■ **Description of the task**: Retype the lines of the data below without any changes, starting at the very beginning of the data and ending with the line that contains "273L269 260L220 268L224". Include both of those lines.

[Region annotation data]
################
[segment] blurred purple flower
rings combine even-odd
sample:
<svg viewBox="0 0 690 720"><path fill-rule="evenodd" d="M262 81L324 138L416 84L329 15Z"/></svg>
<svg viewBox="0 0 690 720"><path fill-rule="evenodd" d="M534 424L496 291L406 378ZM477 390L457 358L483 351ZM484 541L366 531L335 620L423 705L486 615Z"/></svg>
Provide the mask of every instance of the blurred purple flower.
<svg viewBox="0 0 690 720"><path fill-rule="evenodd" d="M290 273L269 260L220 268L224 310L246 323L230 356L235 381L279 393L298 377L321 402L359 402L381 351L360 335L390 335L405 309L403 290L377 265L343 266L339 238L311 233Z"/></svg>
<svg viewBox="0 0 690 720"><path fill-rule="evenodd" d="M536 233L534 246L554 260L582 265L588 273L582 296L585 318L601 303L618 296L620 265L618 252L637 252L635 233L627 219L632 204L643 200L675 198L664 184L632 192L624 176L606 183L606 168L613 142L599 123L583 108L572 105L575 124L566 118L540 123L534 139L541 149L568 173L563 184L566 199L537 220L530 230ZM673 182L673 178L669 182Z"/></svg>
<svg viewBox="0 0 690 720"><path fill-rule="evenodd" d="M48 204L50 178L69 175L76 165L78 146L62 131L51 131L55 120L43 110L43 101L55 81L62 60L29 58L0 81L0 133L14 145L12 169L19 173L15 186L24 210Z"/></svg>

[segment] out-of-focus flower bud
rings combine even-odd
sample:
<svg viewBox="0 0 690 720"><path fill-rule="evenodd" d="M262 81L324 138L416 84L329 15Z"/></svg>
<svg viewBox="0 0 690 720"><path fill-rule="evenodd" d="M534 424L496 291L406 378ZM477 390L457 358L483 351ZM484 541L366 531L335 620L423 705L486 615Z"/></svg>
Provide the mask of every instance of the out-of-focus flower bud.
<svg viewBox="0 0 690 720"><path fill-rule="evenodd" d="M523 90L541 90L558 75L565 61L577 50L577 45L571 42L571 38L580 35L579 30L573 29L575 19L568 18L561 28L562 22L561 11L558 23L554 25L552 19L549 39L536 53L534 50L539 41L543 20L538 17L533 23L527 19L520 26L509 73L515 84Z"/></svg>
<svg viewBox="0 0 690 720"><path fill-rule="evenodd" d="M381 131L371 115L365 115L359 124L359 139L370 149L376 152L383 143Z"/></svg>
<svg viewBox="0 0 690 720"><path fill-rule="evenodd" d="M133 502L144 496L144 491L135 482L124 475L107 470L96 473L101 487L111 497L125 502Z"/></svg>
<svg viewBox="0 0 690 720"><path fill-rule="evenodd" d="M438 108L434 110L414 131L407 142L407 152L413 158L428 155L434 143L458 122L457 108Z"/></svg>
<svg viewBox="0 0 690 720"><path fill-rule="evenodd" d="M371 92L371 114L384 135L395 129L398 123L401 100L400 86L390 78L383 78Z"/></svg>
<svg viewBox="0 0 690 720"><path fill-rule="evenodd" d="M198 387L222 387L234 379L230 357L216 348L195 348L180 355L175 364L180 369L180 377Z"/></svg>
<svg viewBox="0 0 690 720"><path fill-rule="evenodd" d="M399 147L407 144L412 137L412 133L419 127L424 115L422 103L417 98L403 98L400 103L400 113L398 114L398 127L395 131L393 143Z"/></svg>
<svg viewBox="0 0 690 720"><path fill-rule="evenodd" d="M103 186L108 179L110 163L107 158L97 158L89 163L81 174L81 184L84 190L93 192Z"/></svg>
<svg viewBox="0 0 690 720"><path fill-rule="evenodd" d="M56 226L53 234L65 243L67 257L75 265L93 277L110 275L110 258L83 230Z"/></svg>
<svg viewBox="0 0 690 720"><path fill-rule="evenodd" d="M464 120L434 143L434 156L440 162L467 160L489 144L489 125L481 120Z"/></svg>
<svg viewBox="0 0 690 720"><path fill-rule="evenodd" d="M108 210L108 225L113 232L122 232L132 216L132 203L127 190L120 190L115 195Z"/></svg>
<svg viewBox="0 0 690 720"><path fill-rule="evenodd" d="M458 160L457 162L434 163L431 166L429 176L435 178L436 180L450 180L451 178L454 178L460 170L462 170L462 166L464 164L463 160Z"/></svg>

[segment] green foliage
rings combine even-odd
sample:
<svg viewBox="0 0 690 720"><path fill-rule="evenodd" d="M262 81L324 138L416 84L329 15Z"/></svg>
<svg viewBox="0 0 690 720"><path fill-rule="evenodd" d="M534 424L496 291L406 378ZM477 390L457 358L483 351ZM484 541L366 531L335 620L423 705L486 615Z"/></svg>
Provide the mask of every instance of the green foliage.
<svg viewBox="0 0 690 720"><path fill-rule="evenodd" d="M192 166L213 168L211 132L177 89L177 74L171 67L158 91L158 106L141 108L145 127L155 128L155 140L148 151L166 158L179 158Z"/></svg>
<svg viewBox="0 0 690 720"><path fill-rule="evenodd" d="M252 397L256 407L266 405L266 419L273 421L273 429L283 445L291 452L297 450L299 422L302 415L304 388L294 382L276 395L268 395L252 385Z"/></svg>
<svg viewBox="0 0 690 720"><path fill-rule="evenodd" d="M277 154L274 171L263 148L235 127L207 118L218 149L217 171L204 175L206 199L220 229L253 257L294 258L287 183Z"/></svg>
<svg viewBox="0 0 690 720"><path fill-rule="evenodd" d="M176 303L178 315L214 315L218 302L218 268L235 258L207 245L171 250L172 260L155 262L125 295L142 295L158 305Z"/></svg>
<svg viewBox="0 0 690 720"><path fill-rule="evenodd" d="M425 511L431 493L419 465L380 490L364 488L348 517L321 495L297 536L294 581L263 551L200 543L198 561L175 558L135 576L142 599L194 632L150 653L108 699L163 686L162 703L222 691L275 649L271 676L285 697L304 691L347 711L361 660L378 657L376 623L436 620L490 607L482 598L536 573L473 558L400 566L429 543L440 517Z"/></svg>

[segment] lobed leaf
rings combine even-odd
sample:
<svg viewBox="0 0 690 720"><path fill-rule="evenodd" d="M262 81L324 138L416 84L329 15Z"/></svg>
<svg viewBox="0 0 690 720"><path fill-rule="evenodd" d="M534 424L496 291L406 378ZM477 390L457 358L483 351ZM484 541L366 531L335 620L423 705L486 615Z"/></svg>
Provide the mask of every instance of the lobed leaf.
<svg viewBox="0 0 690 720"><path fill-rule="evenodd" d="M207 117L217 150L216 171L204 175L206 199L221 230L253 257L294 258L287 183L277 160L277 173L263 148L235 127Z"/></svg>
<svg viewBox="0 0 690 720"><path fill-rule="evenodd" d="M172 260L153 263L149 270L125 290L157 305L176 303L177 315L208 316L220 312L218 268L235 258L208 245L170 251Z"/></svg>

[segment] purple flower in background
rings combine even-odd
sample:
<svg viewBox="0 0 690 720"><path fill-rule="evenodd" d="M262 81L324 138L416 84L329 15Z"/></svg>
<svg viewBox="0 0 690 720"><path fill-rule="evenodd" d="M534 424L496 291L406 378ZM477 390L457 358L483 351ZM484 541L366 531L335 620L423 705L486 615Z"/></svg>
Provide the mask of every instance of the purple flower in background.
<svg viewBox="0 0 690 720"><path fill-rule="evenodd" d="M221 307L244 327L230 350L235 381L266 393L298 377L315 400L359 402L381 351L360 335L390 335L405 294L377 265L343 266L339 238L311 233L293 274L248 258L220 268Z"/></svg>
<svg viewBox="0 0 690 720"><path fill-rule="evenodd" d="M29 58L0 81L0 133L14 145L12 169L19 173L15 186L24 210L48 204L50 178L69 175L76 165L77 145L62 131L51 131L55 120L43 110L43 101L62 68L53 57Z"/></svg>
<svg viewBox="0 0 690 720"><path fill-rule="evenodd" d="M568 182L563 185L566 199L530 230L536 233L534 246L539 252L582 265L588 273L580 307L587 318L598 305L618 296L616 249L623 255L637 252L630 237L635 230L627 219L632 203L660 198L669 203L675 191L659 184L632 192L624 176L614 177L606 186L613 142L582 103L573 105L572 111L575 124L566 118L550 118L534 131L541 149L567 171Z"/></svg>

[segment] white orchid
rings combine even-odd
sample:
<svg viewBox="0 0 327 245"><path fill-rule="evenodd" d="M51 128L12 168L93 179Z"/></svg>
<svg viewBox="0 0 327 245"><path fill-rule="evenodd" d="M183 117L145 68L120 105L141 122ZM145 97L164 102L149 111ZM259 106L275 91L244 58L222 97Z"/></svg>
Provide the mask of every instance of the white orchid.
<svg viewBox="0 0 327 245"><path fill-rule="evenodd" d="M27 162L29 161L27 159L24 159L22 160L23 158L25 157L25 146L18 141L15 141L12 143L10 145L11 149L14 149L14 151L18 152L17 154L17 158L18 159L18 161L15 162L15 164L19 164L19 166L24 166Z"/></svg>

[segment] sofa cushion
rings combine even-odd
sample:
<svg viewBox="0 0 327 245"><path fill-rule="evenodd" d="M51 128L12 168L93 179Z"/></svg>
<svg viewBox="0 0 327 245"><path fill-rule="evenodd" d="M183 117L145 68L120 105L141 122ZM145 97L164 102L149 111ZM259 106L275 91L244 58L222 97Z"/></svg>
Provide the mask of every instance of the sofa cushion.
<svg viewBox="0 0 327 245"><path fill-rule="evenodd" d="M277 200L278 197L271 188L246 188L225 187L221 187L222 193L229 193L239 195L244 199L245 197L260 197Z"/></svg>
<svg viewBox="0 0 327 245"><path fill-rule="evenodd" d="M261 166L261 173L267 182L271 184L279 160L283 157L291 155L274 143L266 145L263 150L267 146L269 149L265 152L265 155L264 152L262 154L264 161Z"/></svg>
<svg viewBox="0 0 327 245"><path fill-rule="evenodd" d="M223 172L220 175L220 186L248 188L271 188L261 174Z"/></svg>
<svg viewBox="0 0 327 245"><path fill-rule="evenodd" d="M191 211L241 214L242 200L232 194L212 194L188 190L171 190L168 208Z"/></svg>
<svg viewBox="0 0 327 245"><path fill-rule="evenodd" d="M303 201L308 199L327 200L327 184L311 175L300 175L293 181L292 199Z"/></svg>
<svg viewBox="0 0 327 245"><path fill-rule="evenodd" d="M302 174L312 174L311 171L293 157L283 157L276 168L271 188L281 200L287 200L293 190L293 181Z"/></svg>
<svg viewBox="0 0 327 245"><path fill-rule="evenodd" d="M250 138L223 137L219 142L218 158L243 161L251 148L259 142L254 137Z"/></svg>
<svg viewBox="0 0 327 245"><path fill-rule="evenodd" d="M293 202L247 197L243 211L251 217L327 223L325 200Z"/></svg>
################
■ **Exercise response**:
[segment] blurred purple flower
rings combine even-odd
sample:
<svg viewBox="0 0 690 720"><path fill-rule="evenodd" d="M262 81L324 138L416 84L329 15Z"/></svg>
<svg viewBox="0 0 690 720"><path fill-rule="evenodd" d="M534 424L496 291L406 378ZM477 390L457 358L483 351ZM484 541L366 531L335 620L423 705L486 615Z"/></svg>
Provide the mask of every instance of the blurred purple flower.
<svg viewBox="0 0 690 720"><path fill-rule="evenodd" d="M290 273L269 260L220 268L224 310L246 323L230 356L235 381L279 393L298 377L321 402L359 402L381 351L360 335L390 335L405 309L403 290L377 265L343 266L339 238L311 233Z"/></svg>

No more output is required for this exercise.